Collected data entries =>
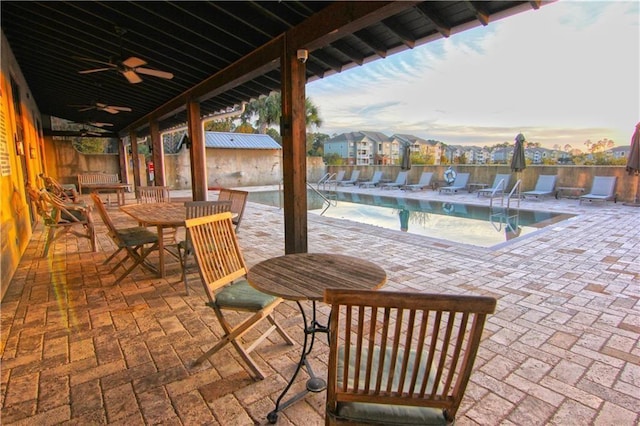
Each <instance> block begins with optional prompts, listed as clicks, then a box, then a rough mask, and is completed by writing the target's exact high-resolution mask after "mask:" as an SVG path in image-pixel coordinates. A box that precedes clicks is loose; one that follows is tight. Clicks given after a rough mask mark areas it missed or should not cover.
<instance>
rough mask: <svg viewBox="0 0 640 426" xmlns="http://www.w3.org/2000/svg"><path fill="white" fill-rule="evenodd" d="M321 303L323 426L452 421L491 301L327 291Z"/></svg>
mask: <svg viewBox="0 0 640 426" xmlns="http://www.w3.org/2000/svg"><path fill="white" fill-rule="evenodd" d="M324 301H325V303H328V304H330V305H331V315H330V319H329V336H330V344H329V365H328V381H327V406H326V416H325V422H326V424H327V425H332V424H340V423H351V422H355V423H357V424H363V423H375V424H429V425H433V424H443V425H444V424H450V423H451V422H453V421H454V420H455V415H456V411H457V410H458V407H459V405H460V402H461V400H462V397H463V395H464V392H465V389H466V387H467V383H468V381H469V377H470V376H471V371H472V368H473V363H474V360H475V357H476V354H477V352H478V347H479V345H480V337H481V335H482V330H483V328H484V323H485V319H486V317H487V315H488V314H491V313H493V312H494V310H495V306H496V300H495V299H493V298H490V297H479V296H478V297H476V296H450V295H434V294H420V293H400V292H386V291H357V290H339V289H329V290H325V294H324ZM352 424H353V423H352Z"/></svg>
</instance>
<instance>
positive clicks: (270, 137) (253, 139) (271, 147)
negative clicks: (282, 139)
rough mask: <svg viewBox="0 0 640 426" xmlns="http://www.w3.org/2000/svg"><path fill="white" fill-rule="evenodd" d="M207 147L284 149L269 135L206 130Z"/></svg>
mask: <svg viewBox="0 0 640 426" xmlns="http://www.w3.org/2000/svg"><path fill="white" fill-rule="evenodd" d="M204 137H205V148H223V149H282V147H281V146H280V144H278V142H276V141H275V140H273V138H272V137H271V136H269V135H263V134H254V133H226V132H205V135H204Z"/></svg>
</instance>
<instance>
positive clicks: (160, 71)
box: [75, 27, 173, 84]
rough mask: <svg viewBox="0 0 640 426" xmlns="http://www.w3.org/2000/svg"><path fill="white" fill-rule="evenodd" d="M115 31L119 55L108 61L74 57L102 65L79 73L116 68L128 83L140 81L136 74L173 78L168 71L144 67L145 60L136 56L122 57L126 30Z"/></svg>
mask: <svg viewBox="0 0 640 426" xmlns="http://www.w3.org/2000/svg"><path fill="white" fill-rule="evenodd" d="M115 31H116V33H117V34H118V36H119V37H120V56H119V57H117V58H110V59H109V61H108V62H107V61H101V60H99V59H92V58H81V57H75V59H78V60H80V61H85V62H92V63H95V64H100V65H102V66H101V67H97V68H92V69H87V70H81V71H78V72H79V73H80V74H92V73H95V72H101V71H109V70H117V71H118V72H119V73H120V74H122V75H123V76H124V77H125V78H126V79H127V80H128V81H129V83H132V84H136V83H140V82H142V78H140V76H139V75H138V74H144V75H150V76H153V77H159V78H164V79H167V80H170V79H172V78H173V74H172V73H170V72H167V71H160V70H156V69H153V68H148V67H144V65H147V61H145V60H144V59H140V58H138V57H136V56H131V57H129V58H127V59H122V57H123V55H122V35H123V34H125V33H126V32H127V30H126V29H124V28H120V27H116V28H115Z"/></svg>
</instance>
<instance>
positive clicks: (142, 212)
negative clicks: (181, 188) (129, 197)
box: [120, 203, 187, 278]
mask: <svg viewBox="0 0 640 426" xmlns="http://www.w3.org/2000/svg"><path fill="white" fill-rule="evenodd" d="M120 210H122V211H123V212H125V213H126V214H128V215H129V216H131V217H132V218H134V219H135V220H136V221H138V223H142V224H143V225H144V226H155V227H156V228H157V230H158V273H159V274H160V277H162V278H164V277H165V257H164V255H165V251H166V247H165V241H164V231H165V229H166V228H178V227H181V226H185V221H186V219H187V211H186V209H185V207H184V203H146V204H130V205H127V206H120Z"/></svg>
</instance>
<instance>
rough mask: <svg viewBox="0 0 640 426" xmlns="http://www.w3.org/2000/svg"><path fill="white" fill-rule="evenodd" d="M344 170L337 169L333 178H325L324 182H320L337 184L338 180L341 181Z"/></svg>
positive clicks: (339, 182)
mask: <svg viewBox="0 0 640 426" xmlns="http://www.w3.org/2000/svg"><path fill="white" fill-rule="evenodd" d="M344 173H345V172H344V170H339V171H338V173H337V174H336V175H335V179H331V178H329V179H327V180H325V181H324V182H322V183H323V184H330V185H333V184H339V183H340V182H342V181H343V180H344Z"/></svg>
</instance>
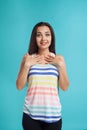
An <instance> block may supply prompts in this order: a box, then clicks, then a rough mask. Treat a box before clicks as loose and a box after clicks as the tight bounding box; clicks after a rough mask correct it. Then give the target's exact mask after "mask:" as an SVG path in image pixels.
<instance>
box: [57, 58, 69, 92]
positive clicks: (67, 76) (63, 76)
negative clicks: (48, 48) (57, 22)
mask: <svg viewBox="0 0 87 130" xmlns="http://www.w3.org/2000/svg"><path fill="white" fill-rule="evenodd" d="M56 61H57V62H56V64H57V66H58V69H59V86H60V88H61V89H62V90H67V88H68V86H69V80H68V75H67V71H66V64H65V61H64V58H63V57H62V56H59V55H57V60H56Z"/></svg>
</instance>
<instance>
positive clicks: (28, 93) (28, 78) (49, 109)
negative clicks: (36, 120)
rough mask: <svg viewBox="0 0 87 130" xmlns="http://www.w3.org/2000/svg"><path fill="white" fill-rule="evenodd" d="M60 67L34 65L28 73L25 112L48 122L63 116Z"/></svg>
mask: <svg viewBox="0 0 87 130" xmlns="http://www.w3.org/2000/svg"><path fill="white" fill-rule="evenodd" d="M58 76H59V73H58V69H57V67H56V66H54V65H51V64H46V65H41V64H36V65H33V66H32V67H31V68H30V70H29V73H28V90H27V95H26V97H25V103H24V108H23V112H24V113H26V114H28V115H29V116H30V117H31V118H33V119H36V120H41V121H45V122H48V123H52V122H56V121H58V120H60V118H61V104H60V99H59V95H58Z"/></svg>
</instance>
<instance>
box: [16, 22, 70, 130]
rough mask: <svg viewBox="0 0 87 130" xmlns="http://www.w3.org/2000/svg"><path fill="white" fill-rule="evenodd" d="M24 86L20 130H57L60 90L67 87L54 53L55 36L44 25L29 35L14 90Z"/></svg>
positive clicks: (58, 58)
mask: <svg viewBox="0 0 87 130" xmlns="http://www.w3.org/2000/svg"><path fill="white" fill-rule="evenodd" d="M26 82H28V89H27V94H26V97H25V103H24V108H23V120H22V125H23V129H24V130H35V129H36V130H61V128H62V116H61V103H60V99H59V94H58V84H59V86H60V88H61V89H62V90H67V88H68V86H69V81H68V76H67V72H66V65H65V61H64V58H63V56H61V55H56V53H55V35H54V31H53V28H52V27H51V25H50V24H49V23H47V22H40V23H37V24H36V25H35V26H34V28H33V30H32V34H31V38H30V44H29V49H28V53H26V54H25V55H24V57H23V59H22V62H21V66H20V70H19V73H18V77H17V80H16V86H17V88H18V89H19V90H20V89H22V88H23V87H24V86H25V85H26Z"/></svg>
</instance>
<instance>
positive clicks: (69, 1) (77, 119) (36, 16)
mask: <svg viewBox="0 0 87 130" xmlns="http://www.w3.org/2000/svg"><path fill="white" fill-rule="evenodd" d="M40 21H47V22H49V23H50V24H51V25H52V26H53V28H54V31H55V35H56V51H57V53H59V54H61V55H63V56H64V58H65V61H66V66H67V72H68V76H69V80H70V86H69V89H68V91H66V92H64V91H61V90H60V99H61V103H62V116H63V129H62V130H85V129H87V101H86V98H87V58H86V55H87V0H52V1H51V0H0V130H22V126H21V120H22V108H23V103H24V97H25V94H26V87H25V88H24V89H23V90H22V91H18V90H17V89H16V85H15V82H16V78H17V73H18V70H19V66H20V62H21V59H22V57H23V55H24V54H25V53H26V52H27V48H28V44H29V39H30V34H31V31H32V28H33V26H34V25H35V24H36V23H37V22H40Z"/></svg>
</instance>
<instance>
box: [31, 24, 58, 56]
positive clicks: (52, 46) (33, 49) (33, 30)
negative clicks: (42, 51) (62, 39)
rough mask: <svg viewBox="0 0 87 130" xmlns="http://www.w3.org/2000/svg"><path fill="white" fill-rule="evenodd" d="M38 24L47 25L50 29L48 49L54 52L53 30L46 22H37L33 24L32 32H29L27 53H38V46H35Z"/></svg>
mask: <svg viewBox="0 0 87 130" xmlns="http://www.w3.org/2000/svg"><path fill="white" fill-rule="evenodd" d="M40 26H47V27H49V29H50V31H51V37H52V40H51V45H50V47H49V51H50V52H53V53H56V52H55V34H54V30H53V28H52V26H51V25H50V24H49V23H47V22H39V23H37V24H36V25H35V26H34V28H33V30H32V33H31V38H30V43H29V48H28V53H29V54H34V53H38V46H37V43H36V33H37V28H38V27H40Z"/></svg>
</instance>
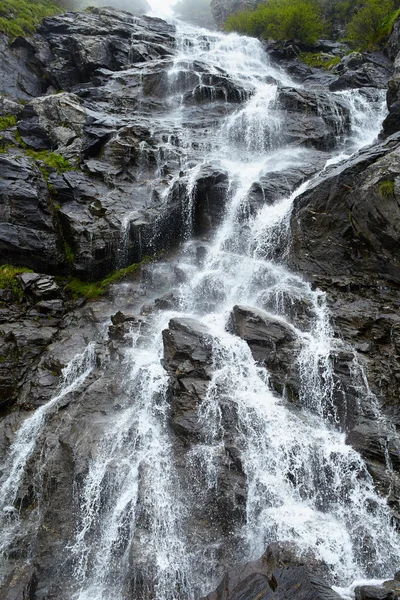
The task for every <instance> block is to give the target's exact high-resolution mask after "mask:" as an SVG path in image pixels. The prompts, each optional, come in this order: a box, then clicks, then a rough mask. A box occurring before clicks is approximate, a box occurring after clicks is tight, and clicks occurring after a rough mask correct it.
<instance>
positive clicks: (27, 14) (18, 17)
mask: <svg viewBox="0 0 400 600" xmlns="http://www.w3.org/2000/svg"><path fill="white" fill-rule="evenodd" d="M63 11H65V8H63V7H62V6H61V5H60V3H58V2H57V0H54V1H53V0H1V3H0V31H1V32H2V33H5V34H6V35H8V36H9V37H10V38H15V37H17V36H19V35H22V36H25V35H32V34H33V33H34V32H35V30H36V28H37V27H38V25H40V23H41V21H42V20H43V19H44V17H50V16H53V15H56V14H59V13H61V12H63Z"/></svg>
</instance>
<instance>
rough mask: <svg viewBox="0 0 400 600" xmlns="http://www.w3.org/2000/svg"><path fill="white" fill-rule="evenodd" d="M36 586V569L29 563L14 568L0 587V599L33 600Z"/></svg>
mask: <svg viewBox="0 0 400 600" xmlns="http://www.w3.org/2000/svg"><path fill="white" fill-rule="evenodd" d="M36 587H37V575H36V569H35V568H34V567H33V566H32V565H29V564H26V565H22V566H20V567H17V568H16V569H14V571H13V572H12V573H11V575H10V577H9V578H8V579H7V581H6V582H5V584H4V585H3V586H1V588H0V597H1V599H2V600H34V597H35V590H36Z"/></svg>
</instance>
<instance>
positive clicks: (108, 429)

What is being asked =>
Read through the entries and copy each line in which "prompts" appears.

Exercise result =>
Each <instance> block begins with optional prompts, listed as clicks, then a box, then a rough mask, and is completed by writing the target's exact high-resolution mask after "mask:" as an SVG path in image-pixel coordinates. A box that precedes clicks is loose; one that follows is tight. Clicks given after a rough mask mark areas it missed or should not cover.
An <instance> block may supply prompts in this order: a box, then clicks, then a rough mask. Treat a box before clicks as loose and a box after clicks as the tight bounding box; clicks after a rough mask correct it. Then give the target's exact mask after "mask:" as an SVG path in image pixels.
The task for every <instance> block is to give the target's exact high-resolution mask after "mask:" as an SVG path in image pixels. The prompts, each optional, come in this order: a box, then clicks, then a rough mask. A box occurring before clicks is approximate, a box occurring after clicks is tight, and clicks occurring after a rough mask correct it.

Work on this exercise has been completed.